DATA FOR REVIEW
_____
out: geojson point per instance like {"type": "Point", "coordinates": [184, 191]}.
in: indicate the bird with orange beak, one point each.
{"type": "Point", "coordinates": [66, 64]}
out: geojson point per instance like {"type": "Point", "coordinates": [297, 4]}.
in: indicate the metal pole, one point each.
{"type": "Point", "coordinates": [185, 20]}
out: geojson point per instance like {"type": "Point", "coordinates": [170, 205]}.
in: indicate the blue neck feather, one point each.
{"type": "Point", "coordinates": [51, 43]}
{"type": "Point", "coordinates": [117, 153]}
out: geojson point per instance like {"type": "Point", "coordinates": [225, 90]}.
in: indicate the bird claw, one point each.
_____
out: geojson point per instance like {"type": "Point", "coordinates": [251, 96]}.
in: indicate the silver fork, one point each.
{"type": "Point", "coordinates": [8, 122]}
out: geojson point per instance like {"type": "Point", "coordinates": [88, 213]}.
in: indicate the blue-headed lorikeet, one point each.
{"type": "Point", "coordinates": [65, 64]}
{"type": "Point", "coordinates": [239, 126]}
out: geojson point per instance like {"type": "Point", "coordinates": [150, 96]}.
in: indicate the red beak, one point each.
_____
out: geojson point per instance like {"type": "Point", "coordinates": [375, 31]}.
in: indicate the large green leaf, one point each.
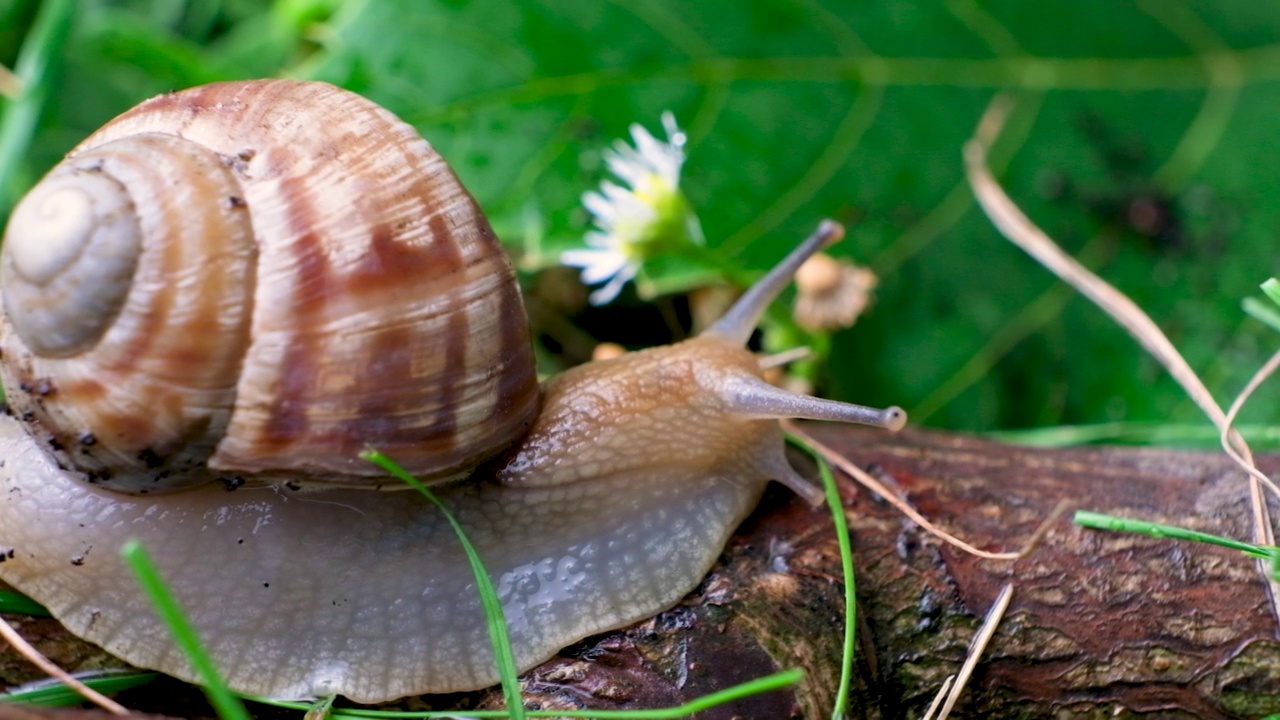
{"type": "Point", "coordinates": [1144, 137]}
_____
Within the material above, copy exactly the lines from the line that holds "in: indicate the blue-headed" up to and including the line that holds "in: indicate the red beak, one point each.".

in: indicate the blue-headed lorikeet, one point each.
{"type": "Point", "coordinates": [65, 64]}
{"type": "Point", "coordinates": [239, 126]}
out: geojson point per instance like {"type": "Point", "coordinates": [150, 96]}.
in: indicate the red beak, one point each.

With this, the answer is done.